*** Begin section ***

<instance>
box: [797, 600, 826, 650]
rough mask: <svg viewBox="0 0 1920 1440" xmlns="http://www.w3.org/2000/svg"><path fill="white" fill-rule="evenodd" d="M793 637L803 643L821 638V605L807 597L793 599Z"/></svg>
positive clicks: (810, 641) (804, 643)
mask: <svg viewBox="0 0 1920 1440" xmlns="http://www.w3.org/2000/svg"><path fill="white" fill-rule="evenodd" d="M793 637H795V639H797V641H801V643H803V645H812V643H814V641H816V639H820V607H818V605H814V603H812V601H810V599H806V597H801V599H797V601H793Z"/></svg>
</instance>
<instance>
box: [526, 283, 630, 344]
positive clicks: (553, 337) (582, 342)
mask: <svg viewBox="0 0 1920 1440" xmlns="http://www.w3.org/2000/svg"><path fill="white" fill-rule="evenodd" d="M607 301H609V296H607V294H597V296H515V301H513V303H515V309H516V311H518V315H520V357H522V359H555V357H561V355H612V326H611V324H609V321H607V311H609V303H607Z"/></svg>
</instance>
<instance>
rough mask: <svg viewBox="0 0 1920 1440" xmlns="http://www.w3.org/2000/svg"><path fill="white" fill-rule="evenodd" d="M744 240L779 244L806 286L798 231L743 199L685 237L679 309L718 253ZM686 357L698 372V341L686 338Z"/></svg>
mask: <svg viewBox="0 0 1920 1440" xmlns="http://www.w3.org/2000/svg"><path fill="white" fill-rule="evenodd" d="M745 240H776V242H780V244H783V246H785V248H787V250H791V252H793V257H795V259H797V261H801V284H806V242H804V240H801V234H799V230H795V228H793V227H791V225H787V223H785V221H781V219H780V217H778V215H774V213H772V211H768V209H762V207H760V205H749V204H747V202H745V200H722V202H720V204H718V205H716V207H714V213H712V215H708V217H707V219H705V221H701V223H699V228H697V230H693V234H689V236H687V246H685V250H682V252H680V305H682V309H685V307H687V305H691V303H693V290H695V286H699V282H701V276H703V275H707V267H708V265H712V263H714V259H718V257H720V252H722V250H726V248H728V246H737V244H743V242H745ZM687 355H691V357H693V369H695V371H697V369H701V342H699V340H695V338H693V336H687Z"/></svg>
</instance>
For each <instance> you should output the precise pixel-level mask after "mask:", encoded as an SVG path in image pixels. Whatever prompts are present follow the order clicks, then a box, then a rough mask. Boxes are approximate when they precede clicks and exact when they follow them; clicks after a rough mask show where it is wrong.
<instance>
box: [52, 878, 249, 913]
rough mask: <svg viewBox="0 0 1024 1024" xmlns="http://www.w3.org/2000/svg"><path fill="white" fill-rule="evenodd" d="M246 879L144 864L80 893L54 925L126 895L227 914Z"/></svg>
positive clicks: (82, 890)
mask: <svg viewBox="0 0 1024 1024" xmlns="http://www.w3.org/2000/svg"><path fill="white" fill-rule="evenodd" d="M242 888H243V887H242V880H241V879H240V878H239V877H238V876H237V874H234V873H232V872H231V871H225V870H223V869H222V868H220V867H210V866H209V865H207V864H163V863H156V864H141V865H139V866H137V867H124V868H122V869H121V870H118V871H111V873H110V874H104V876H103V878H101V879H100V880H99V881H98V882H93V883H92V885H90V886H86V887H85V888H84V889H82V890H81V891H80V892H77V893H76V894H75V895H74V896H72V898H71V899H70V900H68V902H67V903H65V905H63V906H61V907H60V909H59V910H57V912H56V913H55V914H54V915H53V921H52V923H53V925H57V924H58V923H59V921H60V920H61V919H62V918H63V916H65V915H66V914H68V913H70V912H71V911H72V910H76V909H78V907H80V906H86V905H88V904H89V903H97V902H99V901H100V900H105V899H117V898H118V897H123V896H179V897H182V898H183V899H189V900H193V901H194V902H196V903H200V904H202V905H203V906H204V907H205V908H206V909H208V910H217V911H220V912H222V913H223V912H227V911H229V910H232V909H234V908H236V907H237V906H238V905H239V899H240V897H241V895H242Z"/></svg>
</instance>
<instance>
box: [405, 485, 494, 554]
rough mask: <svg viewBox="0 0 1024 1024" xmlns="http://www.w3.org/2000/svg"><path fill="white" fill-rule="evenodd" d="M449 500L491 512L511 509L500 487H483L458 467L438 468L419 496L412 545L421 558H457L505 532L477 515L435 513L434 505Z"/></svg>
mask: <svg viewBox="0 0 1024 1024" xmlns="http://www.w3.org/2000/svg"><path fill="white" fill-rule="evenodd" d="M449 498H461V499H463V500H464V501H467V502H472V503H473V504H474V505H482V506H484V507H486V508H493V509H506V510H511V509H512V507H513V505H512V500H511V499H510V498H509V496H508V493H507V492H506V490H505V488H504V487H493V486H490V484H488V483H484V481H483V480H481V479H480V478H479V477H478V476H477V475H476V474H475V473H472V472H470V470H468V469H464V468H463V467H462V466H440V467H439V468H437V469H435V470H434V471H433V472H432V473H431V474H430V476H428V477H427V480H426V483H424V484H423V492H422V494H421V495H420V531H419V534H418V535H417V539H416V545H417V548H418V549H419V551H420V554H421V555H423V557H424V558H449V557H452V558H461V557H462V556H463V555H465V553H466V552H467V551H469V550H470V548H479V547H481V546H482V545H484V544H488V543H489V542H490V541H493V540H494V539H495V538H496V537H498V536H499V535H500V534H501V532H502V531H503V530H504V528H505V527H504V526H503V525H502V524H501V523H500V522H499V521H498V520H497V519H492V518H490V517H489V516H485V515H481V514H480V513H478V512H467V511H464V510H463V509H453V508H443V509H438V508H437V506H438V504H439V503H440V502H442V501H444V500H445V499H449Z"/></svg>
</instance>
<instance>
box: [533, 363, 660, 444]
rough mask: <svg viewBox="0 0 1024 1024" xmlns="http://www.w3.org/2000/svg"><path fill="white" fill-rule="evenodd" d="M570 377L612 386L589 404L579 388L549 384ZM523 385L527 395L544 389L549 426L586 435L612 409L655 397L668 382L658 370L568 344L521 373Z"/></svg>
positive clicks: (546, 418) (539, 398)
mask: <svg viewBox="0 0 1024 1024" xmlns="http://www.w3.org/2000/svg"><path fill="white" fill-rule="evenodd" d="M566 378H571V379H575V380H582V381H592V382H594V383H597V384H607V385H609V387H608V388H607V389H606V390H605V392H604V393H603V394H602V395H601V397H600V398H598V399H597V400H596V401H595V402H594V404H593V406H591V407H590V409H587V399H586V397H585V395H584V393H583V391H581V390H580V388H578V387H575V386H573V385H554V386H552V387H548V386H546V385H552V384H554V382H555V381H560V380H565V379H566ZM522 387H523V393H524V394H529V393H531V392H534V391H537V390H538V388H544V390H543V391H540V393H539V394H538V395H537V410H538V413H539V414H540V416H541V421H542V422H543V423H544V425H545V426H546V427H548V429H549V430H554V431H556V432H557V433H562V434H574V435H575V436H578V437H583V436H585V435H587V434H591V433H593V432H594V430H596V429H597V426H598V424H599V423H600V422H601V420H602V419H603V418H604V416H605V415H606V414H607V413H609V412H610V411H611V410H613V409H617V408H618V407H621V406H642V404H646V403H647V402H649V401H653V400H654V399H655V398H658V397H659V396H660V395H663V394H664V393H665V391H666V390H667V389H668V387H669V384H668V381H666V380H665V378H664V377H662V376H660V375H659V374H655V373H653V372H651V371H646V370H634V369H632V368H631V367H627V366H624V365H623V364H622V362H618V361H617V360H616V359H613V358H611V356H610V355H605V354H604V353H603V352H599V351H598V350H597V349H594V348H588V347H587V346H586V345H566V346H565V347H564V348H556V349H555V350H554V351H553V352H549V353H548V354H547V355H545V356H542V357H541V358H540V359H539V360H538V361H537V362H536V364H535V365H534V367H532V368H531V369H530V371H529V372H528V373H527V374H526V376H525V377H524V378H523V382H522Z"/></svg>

*** End section ***

# ASSIGNMENT
The answer is the run of lines above from the line containing "For each <instance>" through the line containing "box: [52, 878, 249, 913]", copied exactly and alone.

# RESPONSE AREA
For each <instance> you should output the precise pixel-level mask after "mask:", encoded as an SVG path in image pixels. Whatever prompts are present follow the order clicks, then a box, then a rough mask. Boxes are approximate when they precede clicks and exact when they follow them; clicks after a rough mask show where it is wrong.
<instance>
box: [52, 878, 249, 913]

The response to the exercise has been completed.